* **What is required**:
Give the lines again exactly as they appear, beginning at the one with "the red and" and ending at the last line of the records.

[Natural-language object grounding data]
#####

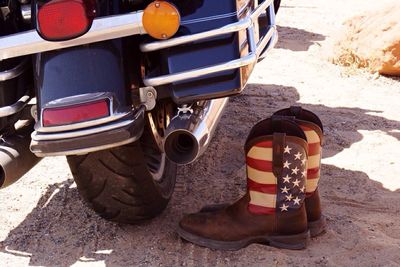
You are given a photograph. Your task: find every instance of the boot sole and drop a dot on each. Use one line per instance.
(294, 242)
(316, 228)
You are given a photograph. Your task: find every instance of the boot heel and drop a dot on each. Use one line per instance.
(298, 241)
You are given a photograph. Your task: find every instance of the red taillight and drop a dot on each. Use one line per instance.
(65, 19)
(76, 113)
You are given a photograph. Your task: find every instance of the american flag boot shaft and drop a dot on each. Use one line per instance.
(282, 190)
(313, 129)
(273, 210)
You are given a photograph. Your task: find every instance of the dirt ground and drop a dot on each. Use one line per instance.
(44, 222)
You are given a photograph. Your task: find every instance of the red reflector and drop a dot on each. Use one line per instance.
(64, 19)
(76, 113)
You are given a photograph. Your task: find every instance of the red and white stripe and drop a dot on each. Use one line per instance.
(314, 159)
(262, 183)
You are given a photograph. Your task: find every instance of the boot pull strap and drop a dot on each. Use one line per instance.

#####

* **Result below**:
You are given a photograph. Your task: find every instance of the red and white stripe and drop a dot on each. Use one line per instance.
(314, 159)
(262, 183)
You are given a photograph. Your task: find every instance of the boot pull strap and drop a dot on each. Use one line per instance.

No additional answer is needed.